§ SELECTED EXCERPT:
++++++++++
FOLD_TREE EDGE 1 76 -1 EDGE 76 77 1 EDGE 77 152 -1

-> This reads as: "Edge from 1 to 76, which is a protein edge (-1); Edge form 76 to 77, which is the first jump edge (1)"; Edge from 77 to 152, which is again a protein edge (-1)"

You can see that we have three EDGEs. The first one should be familiar. It says that the first edge starts from residue 1 and goes through residue 76 by covalent linkage (basically, chain A). The third one is doing the same thing but for the chain B. (Note that these are pose numberings.)

Now, let's look at the second edge. You can see that it goes from the last residue of chain A (76) to the first residue of chain B (77). This is not a covalent interaction! But, because Rosetta uses internal coordinates (torsion angles), and not just 3D-coordinates, all pieces in a structure have to be connected. If there is no covalent connection (like in our case here), chains have to be connected with an imaginary link that we call a JUMP. A jump is an edge by itself. In a fold tree, jumps are shown as positive numbers. The first jump gets the number 1 and the numbers go up for each jump.
++++++++++
§ WHAT YOU SHOULD DO: Carry on the explanation of Rosetta fold trees above from the point where it stops.
++++++++++
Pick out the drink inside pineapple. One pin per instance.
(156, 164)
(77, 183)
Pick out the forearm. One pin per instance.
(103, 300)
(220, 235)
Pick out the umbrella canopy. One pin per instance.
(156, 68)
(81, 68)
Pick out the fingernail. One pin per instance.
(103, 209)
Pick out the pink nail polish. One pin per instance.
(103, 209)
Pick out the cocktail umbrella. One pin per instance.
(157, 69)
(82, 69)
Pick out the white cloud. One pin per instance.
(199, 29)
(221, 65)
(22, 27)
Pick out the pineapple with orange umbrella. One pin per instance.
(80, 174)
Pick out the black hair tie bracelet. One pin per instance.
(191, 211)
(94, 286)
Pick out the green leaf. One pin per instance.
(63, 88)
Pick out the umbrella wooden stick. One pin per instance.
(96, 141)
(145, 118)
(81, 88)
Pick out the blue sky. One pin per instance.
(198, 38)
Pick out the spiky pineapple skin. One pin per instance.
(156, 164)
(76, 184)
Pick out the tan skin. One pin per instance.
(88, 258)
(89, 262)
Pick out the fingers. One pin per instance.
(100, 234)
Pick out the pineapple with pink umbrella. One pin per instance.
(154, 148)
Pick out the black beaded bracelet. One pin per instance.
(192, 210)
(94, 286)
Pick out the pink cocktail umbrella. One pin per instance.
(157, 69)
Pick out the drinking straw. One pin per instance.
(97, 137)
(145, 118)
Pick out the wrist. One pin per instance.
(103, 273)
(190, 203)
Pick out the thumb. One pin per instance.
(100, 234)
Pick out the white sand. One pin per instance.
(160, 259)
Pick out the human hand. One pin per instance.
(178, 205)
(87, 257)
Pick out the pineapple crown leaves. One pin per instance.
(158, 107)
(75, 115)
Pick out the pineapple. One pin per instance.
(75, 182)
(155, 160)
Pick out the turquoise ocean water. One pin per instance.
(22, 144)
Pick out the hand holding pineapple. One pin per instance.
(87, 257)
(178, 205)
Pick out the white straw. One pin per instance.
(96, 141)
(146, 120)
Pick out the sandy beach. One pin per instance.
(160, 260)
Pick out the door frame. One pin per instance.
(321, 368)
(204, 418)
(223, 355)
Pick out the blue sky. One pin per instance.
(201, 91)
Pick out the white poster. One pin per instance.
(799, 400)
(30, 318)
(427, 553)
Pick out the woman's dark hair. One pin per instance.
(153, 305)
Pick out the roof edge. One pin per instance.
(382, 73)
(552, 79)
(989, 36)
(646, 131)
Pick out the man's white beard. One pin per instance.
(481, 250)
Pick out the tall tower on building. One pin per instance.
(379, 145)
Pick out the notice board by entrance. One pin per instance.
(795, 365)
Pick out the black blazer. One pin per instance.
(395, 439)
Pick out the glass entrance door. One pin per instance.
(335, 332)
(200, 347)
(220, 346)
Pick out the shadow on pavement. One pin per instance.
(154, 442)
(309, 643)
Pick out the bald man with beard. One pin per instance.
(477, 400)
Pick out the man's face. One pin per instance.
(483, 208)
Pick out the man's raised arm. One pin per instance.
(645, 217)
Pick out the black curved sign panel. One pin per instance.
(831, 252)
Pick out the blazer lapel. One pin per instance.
++++++++++
§ OUTPUT FOR THIS EXERCISE:
Now let's relax our dimer using the default fold tree. Run this command in your fold-tree directory:

$> ../../../main/source/bin/rosetta_scripts.default.linuxgccrelease -s inputs/ubq_dimer.pdb -parser:protocol inputs/ubq_relax1.xml -out:prefix test1_

After 1-5 min, you should have an output called test1_ubq_dimer_0001.pdb. Take a look at the structure and compare it to the original dimer. You can see that the second chain moved a lot from it's original position. This is another example of the lever arm effect. The movements in the last few residues in the C_terminal of chain A has propagated all the way to chain A.

The original structure is in grey and the test1 structure is shown in green.

Now, let's see how we can fix it. Say we know based on experiments that the Val71 in chain A and Val146 in chain B are important in the interface formation and want to make sure they stay close during relaxation. So, we can re-define our fold tree so that residues 71 and 146 are the immediate parents, or the most upstream. Take a look at the modified fold tree (inputs/ubq_tree2.ft)

FOLD_TREE EDGE 71 1 -1 EDGE 71 76 -1 EDGE 71 146 1 EDGE 146 77 -1 EDGE 146 152 -1

-> as before, this is a protein egde (-1), protein edge (-1), jump edge (1), protein edge (-1), protein edge (-1)

You can see that now there are multiple EDGEs. Chain A is now defined by two edges: the first one goes through from residue 71 all the way back to N-terminal of chain A and the second one goes from residue 71 to C-terminal of chain A. The JUMP is now from 71 to 146, the two parents. And chain B is also defined by two edges. The scheme below shows how the two fold tree differ:

The dashed red lines show the jumps and the arrows show the direction of each edge.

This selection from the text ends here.